**TESTO**
===

In un tentativo di fermare la corsa all’armamento automatico, il 2 dicembre 2024, l’assemblea generale delle Nazioni unite ha approvato la risoluzione 79/L.77 sui sistemi d’arma autonomi letali, con 166 voti a favore, tre contrari (Bielorussia, Russia e Corea del Nord) e quindici astensioni (fra cui quelle della Cina e di Israele). Il documento riconosce i rischi posti dall’uso dell’ia in ambito militare e apre il dibattito su una possibile regolamentazione internazionale. Tuttavia, non prevede alcun divieto vincolante e si limita a invitare gli stati membri a partecipare a consultazioni informali durante l’anno 2025. Gli Stati Uniti hanno votato a favore della risoluzione, ma al tempo stesso hanno fatto sapere di non avere intenzione di fermare le proprie ricerche sull’applicazione dell’ia in ambito bellico. Probabilmente la resistenza a una regolamentazione più stringente è legata al timore di perdere il proprio vantaggio competitivo.

Purtroppo l’assenza di un quadro normativo condiviso rischia di favorire una corsa agli armamenti basata sull’ia, con conseguenze potenzialmente destabilizzanti per la sicurezza globale. L’uso di queste tecnologie abbassa la soglia per l’uso della forza: se a combattere sono macchine, la guerra rischia di diventare più frequente, non meno sanguinosa.

Eric Schmidt, ex amministratore delegato della Google, è stato uno dei principali sostenitori della militarizzazione dell’intelligenza artificiale. Negli ultimi anni ha investito milioni di dollari nello sviluppo di tecnologie belliche basate su ia e ha spinto per un coinvolgimento diretto delle aziende tecnologiche nei progetti del dipartimento della difesa. Eppure, nel suo recente documento strategico, scritto con Dan Hendrycks e Alexandr Wang, ha espresso preoccupazione per il rischio di una corsa incontrollata alla superintelligenza.

===

**I DATI**
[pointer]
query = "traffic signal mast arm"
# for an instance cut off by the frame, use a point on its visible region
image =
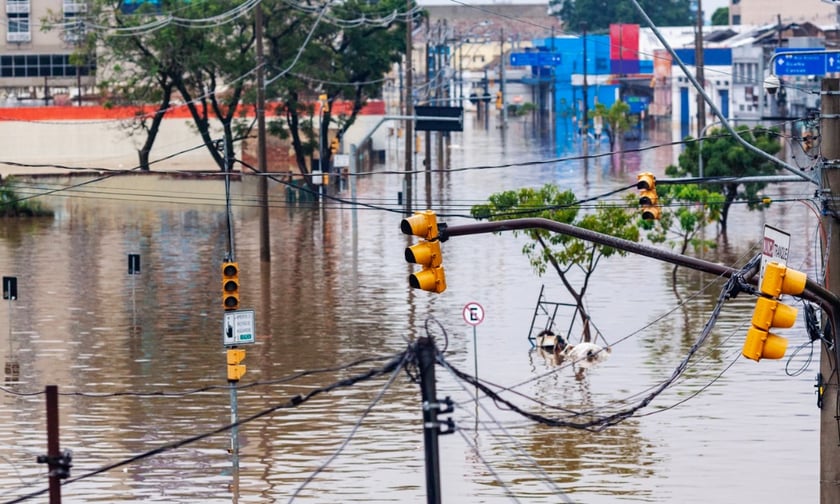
(812, 291)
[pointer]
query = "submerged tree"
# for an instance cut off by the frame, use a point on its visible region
(686, 211)
(724, 156)
(343, 53)
(565, 254)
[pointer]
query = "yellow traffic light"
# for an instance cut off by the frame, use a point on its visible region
(770, 312)
(648, 199)
(230, 285)
(236, 370)
(426, 253)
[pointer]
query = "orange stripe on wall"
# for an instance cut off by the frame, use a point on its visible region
(98, 112)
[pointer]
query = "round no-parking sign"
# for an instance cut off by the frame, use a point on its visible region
(473, 313)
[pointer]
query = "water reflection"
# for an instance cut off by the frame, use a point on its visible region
(329, 297)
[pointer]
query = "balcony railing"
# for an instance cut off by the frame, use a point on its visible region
(18, 37)
(17, 7)
(74, 6)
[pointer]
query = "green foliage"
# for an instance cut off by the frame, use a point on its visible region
(720, 17)
(687, 209)
(343, 63)
(560, 251)
(557, 249)
(12, 205)
(599, 14)
(724, 156)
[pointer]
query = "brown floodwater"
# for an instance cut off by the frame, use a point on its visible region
(139, 360)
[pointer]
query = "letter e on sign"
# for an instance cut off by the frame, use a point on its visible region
(473, 314)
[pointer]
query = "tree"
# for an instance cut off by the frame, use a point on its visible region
(599, 14)
(342, 63)
(565, 254)
(723, 156)
(687, 209)
(148, 54)
(721, 17)
(616, 120)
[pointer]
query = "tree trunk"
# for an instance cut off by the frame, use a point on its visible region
(154, 128)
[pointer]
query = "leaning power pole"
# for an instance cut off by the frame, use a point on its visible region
(409, 108)
(829, 420)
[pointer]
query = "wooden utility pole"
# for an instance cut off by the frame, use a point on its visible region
(698, 65)
(265, 249)
(829, 424)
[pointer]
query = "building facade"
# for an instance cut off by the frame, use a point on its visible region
(761, 12)
(37, 64)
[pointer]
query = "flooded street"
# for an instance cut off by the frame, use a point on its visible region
(140, 364)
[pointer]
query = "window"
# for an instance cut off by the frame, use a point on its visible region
(41, 65)
(18, 27)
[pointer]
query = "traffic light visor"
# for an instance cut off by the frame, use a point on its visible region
(771, 313)
(429, 279)
(425, 253)
(648, 197)
(651, 213)
(779, 279)
(763, 345)
(646, 181)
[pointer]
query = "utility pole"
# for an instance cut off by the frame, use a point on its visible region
(698, 65)
(265, 249)
(431, 409)
(502, 80)
(829, 445)
(409, 108)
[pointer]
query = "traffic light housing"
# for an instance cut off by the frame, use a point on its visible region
(648, 199)
(769, 312)
(230, 285)
(236, 370)
(425, 253)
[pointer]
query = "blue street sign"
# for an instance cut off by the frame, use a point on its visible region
(801, 64)
(536, 59)
(523, 59)
(832, 63)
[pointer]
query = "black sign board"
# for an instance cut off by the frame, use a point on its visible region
(133, 264)
(9, 287)
(439, 118)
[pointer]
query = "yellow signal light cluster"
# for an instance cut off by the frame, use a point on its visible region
(769, 312)
(425, 253)
(648, 199)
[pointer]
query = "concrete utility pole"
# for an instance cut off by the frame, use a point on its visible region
(829, 425)
(698, 65)
(409, 108)
(265, 248)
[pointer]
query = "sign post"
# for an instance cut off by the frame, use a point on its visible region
(10, 293)
(133, 270)
(473, 314)
(775, 248)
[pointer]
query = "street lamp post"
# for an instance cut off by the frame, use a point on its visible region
(700, 149)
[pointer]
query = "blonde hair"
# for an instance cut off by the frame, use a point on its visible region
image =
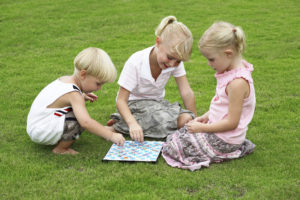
(177, 35)
(223, 35)
(97, 63)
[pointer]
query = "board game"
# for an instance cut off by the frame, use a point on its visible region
(148, 151)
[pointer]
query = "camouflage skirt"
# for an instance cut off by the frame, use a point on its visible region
(193, 151)
(158, 118)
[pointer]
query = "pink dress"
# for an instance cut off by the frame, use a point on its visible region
(192, 151)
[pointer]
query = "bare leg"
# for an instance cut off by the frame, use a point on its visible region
(63, 148)
(111, 128)
(110, 122)
(182, 119)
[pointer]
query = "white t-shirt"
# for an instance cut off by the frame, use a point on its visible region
(46, 125)
(136, 77)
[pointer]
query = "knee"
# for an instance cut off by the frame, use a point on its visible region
(183, 119)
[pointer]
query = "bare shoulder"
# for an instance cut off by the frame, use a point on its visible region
(67, 99)
(239, 85)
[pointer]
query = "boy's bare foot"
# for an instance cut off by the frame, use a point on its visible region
(110, 122)
(64, 151)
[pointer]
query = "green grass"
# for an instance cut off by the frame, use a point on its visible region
(39, 40)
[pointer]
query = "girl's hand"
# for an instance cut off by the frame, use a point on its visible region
(202, 119)
(118, 139)
(136, 132)
(90, 97)
(194, 126)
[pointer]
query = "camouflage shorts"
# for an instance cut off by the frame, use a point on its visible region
(158, 118)
(72, 129)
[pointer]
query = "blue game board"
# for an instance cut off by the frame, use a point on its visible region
(135, 151)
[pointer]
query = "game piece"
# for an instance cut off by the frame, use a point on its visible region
(148, 151)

===

**COMPITI DELL'ESERCIZIO**
- 1) Elenca tutti gli stati nominati nel testo sulle armi autonome.
- 2) Continua il testo sulle armi autonome dopo la sua ultima frase.

**SOLUZIONI**
- 1) Bielorussia, Russia, Corea del Nord, Cina, Israele, Stati Uniti

- 2)
Schmidt critica il piano di finanziamento governativo su larga scala per lo sviluppo dell’intelligenza artificiale generale proposto dal congresso degli Stati Uniti. Secondo Schmidt, una competizione senza freni potrebbe aumentare le tensioni internazionali e innescare attacchi informatici su larga scala da parte di paesi rivali come la Cina. Il rischio è che un paese in vantaggio nello sviluppo dell’ia possa essere visto come una minaccia esistenziale, spingendo gli avversari ad adottare misure drastiche, comprese azioni militari preventive.

Come alternativa, Schmidt propone la strategia del mutual assured ai malfunction (maim), un meccanismo di deterrenza che prevede: il blocco delle esportazioni di chip avanzati per impedire ad altri paesi di sviluppare superintelligenze militari; il potenziamento delle capacità di cyberattacco per disattivare progetti di ia ostili prima che diventino una minaccia; la creazione di accordi internazionali per limitare lo sviluppo di intelligenze artificiali generali (agi) in ambito militare.

Questa visione non è meno aggressiva della corsa agli armamenti, ma sposta l’attenzione dal vincere la gara al dissuadere gli altri dal parteciparvi. Il modello ricorda la dottrina della mutua distruzione assicurata della guerra fredda: se nessuno può sviluppare l’arma finale senza rischiare il collasso del sistema, allora nessuno la svilupperà.

Viviamo in un momento storico in cui anche molti intellettuali indossano elmetti metaforici – è difficile che poi partano per il fronte imitando Ungaretti o D’Annunzio – e cavalcano retoriche belliche globali, chiedendosi che fine abbiano fatto i guerrieri. Penso sia utile, allora, non solo ricordare cos’è la guerra, ma anche comprendere bene quali armi esistano oggi, quali siano le applicazioni tecnologiche possibili e quali le conseguenze. Armi autonome, analisi predittive, sorveglianza totale e attacchi informatici automatizzati stanno sostituendo progressivamente le dinamiche tradizionali dei conflitti.

Ma le vittime sono sempre umane. Una guerra automatica non è più pulita, non fa meno morti o meno danni. È una guerra, e va evitata in ogni modo possibile.